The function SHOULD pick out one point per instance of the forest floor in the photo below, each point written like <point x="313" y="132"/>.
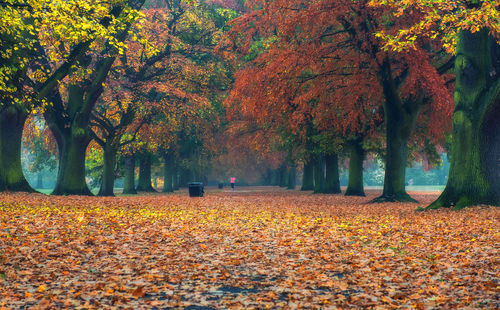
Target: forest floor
<point x="245" y="249"/>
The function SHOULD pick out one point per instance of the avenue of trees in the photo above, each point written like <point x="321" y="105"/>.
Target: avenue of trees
<point x="261" y="89"/>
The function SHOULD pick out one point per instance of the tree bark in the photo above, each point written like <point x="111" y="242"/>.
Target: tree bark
<point x="12" y="119"/>
<point x="71" y="174"/>
<point x="175" y="176"/>
<point x="319" y="175"/>
<point x="474" y="176"/>
<point x="144" y="184"/>
<point x="283" y="175"/>
<point x="355" y="182"/>
<point x="400" y="120"/>
<point x="168" y="174"/>
<point x="108" y="172"/>
<point x="308" y="176"/>
<point x="332" y="179"/>
<point x="292" y="176"/>
<point x="129" y="175"/>
<point x="39" y="180"/>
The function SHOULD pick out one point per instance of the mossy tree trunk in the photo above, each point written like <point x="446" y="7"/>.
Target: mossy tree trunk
<point x="71" y="174"/>
<point x="319" y="174"/>
<point x="400" y="120"/>
<point x="175" y="176"/>
<point x="356" y="157"/>
<point x="292" y="176"/>
<point x="332" y="179"/>
<point x="108" y="171"/>
<point x="283" y="175"/>
<point x="39" y="180"/>
<point x="474" y="176"/>
<point x="144" y="184"/>
<point x="129" y="175"/>
<point x="308" y="176"/>
<point x="12" y="119"/>
<point x="168" y="174"/>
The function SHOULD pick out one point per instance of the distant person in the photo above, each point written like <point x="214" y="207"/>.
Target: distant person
<point x="233" y="180"/>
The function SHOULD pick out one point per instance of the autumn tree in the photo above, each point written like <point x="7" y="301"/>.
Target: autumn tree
<point x="325" y="62"/>
<point x="72" y="104"/>
<point x="471" y="31"/>
<point x="27" y="33"/>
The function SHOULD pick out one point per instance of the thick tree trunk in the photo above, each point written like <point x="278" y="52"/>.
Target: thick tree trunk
<point x="400" y="119"/>
<point x="12" y="178"/>
<point x="283" y="175"/>
<point x="332" y="179"/>
<point x="71" y="174"/>
<point x="108" y="172"/>
<point x="292" y="176"/>
<point x="129" y="175"/>
<point x="144" y="184"/>
<point x="355" y="182"/>
<point x="175" y="176"/>
<point x="39" y="180"/>
<point x="308" y="177"/>
<point x="319" y="175"/>
<point x="168" y="174"/>
<point x="474" y="176"/>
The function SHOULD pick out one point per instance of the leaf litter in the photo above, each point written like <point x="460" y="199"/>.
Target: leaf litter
<point x="257" y="250"/>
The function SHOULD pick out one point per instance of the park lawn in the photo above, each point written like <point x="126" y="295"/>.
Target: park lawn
<point x="244" y="250"/>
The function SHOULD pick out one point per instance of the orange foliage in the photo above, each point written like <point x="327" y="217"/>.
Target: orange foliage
<point x="251" y="249"/>
<point x="321" y="62"/>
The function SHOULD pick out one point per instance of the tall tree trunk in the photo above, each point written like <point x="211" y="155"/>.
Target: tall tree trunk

CHALLENGE:
Reproduce all of the material above word for word, leaving out the pictures.

RESULT OF THE TASK:
The function SHOULD pick out one point per instance of the forest floor in the photo below, each point written like <point x="313" y="132"/>.
Target: forest floor
<point x="245" y="249"/>
The function SHOULD pick out one point per instance of the avenue of trees in the photo above, each point written like <point x="321" y="105"/>.
Target: avenue of trees
<point x="261" y="89"/>
The function SHOULD pick out one point per instance of the tree bark in the photo above, each point written like <point x="111" y="242"/>.
Target: tree bark
<point x="12" y="119"/>
<point x="71" y="174"/>
<point x="175" y="176"/>
<point x="319" y="175"/>
<point x="474" y="176"/>
<point x="144" y="184"/>
<point x="283" y="175"/>
<point x="355" y="182"/>
<point x="400" y="120"/>
<point x="168" y="174"/>
<point x="108" y="172"/>
<point x="308" y="176"/>
<point x="332" y="179"/>
<point x="292" y="176"/>
<point x="129" y="175"/>
<point x="39" y="180"/>
The function SHOULD pick out one point per instance of the mossy tree trunk in the photo above, each point written like <point x="446" y="7"/>.
Target: mossy tree trunk
<point x="71" y="174"/>
<point x="319" y="174"/>
<point x="400" y="120"/>
<point x="175" y="176"/>
<point x="356" y="157"/>
<point x="292" y="176"/>
<point x="332" y="179"/>
<point x="108" y="171"/>
<point x="283" y="175"/>
<point x="39" y="180"/>
<point x="474" y="176"/>
<point x="144" y="184"/>
<point x="129" y="175"/>
<point x="308" y="176"/>
<point x="12" y="119"/>
<point x="168" y="174"/>
The function SHOULD pick out one point per instance of the distant person in the photo above, each point written like <point x="214" y="207"/>.
Target: distant person
<point x="233" y="180"/>
The function SHOULD pick out one point per instance of the autumn tree in the photo above, each point written like <point x="7" y="301"/>.
Target: autumn tree
<point x="325" y="62"/>
<point x="72" y="104"/>
<point x="471" y="31"/>
<point x="27" y="33"/>
The function SHOULD pick out one point per instance of the thick tree trunk in the photo above, each point written like <point x="278" y="52"/>.
Target: thick tree trunk
<point x="400" y="119"/>
<point x="12" y="178"/>
<point x="283" y="175"/>
<point x="332" y="179"/>
<point x="71" y="174"/>
<point x="108" y="172"/>
<point x="292" y="176"/>
<point x="129" y="175"/>
<point x="144" y="184"/>
<point x="355" y="182"/>
<point x="175" y="176"/>
<point x="39" y="180"/>
<point x="308" y="177"/>
<point x="319" y="175"/>
<point x="168" y="174"/>
<point x="474" y="176"/>
The function SHOULD pick out one point per instance of the leaf litter in the photo above, each point written like <point x="460" y="199"/>.
Target: leaf litter
<point x="257" y="250"/>
The function SHOULD pick out one point per instance of the park lawn in the photo above, each point written like <point x="126" y="295"/>.
Target: park lawn
<point x="244" y="250"/>
The function SHOULD pick out one point per instance of the orange foliage in the photo above, each point written like <point x="327" y="217"/>.
Target: orange foliage
<point x="251" y="249"/>
<point x="321" y="62"/>
The function SHOULD pick out one point per instance of the tall tree trunk in the photo above, each point written like <point x="211" y="155"/>.
Target: tall tree trunk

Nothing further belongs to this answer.